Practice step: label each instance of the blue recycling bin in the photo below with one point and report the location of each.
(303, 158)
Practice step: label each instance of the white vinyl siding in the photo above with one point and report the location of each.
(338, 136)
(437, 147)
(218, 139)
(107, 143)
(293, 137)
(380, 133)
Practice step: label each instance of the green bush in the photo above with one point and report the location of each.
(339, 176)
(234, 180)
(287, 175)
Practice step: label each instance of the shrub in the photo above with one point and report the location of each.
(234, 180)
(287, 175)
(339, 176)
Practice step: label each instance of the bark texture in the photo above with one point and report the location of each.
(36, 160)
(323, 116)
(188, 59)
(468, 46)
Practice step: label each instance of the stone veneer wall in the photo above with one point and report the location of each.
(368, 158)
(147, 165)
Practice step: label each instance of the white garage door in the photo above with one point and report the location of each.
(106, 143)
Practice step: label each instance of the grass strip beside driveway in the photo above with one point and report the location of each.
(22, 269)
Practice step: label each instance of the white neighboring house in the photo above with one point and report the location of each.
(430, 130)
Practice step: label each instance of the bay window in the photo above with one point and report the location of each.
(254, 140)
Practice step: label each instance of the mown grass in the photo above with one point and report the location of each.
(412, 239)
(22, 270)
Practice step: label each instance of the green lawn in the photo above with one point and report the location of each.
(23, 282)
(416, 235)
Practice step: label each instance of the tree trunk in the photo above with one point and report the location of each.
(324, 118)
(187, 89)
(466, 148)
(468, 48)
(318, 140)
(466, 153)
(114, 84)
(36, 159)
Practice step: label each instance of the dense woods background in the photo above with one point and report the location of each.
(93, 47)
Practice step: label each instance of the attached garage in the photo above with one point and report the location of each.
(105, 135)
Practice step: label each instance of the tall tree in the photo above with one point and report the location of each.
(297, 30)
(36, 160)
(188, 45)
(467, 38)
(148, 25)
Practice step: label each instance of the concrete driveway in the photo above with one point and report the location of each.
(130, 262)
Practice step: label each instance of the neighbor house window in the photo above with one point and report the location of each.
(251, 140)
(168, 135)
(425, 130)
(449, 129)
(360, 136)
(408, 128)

* [DIRECTIONS FOR THIS TASK]:
The full data, transcribed without change, is the expected answer.

* [YOUR RESPONSE]:
Practice step: label each instance of the blue recycling bin in the photo below with one point and report the location of each.
(303, 158)
Practice step: label each instance of the white vinyl siding in the photo above with one point and report the location of each.
(338, 136)
(437, 147)
(218, 139)
(107, 143)
(293, 137)
(380, 133)
Practice step: label each instance of the green bush in the photo above with one point and report the location of each.
(339, 176)
(234, 180)
(287, 175)
Practice step: label each instance of the shrub in the photo above with one point and report the location of each.
(234, 180)
(287, 175)
(339, 176)
Practice step: label each instance of the bark texture in the photo above with one point and report the location of each.
(36, 160)
(323, 116)
(188, 59)
(468, 46)
Practice step: label each instance of the stone veneer wall in the photo above with one point and report the location of each.
(368, 158)
(147, 165)
Practice step: label each instance of the white garage door in the photo above with one point and report the location of each.
(106, 143)
Practice step: label each instance of the grass strip beside driveway in the photo above with one point and report the location of each.
(22, 269)
Practice step: label each instance of the white neighboring house in the photo above with one point and report the location of each.
(430, 130)
Practice step: label each instance of the bay window in the photo above with one point and report the location of each.
(254, 140)
Practice step: label each instance of the mown grass in the photo above with one point and report the location of each.
(412, 239)
(22, 270)
Practice step: label each instance of the green lawn in the photo above with one point and report the location of each.
(23, 282)
(416, 235)
Practice step: label each instance of the tree trunk in the photo above with one point and report the location of each.
(324, 118)
(187, 89)
(466, 148)
(468, 48)
(318, 140)
(466, 153)
(114, 84)
(36, 159)
Practice step: label each instance of the dense woods background in the photo above with one point and report the location of each.
(93, 47)
Practice step: label each instance of the attached garage in the photo above with one point and report the location of each.
(105, 135)
Practice step: label each instance of the tall tree in the photo above with one point and report the location of each.
(297, 30)
(36, 160)
(188, 45)
(467, 38)
(148, 25)
Practice step: label each instance of the concrete driveway in the photo above with one point and report the location of each.
(130, 262)
Practice step: label each instance of the neighbor house window in the photo above with one point and report the location of each.
(251, 140)
(168, 135)
(425, 130)
(449, 129)
(360, 136)
(408, 128)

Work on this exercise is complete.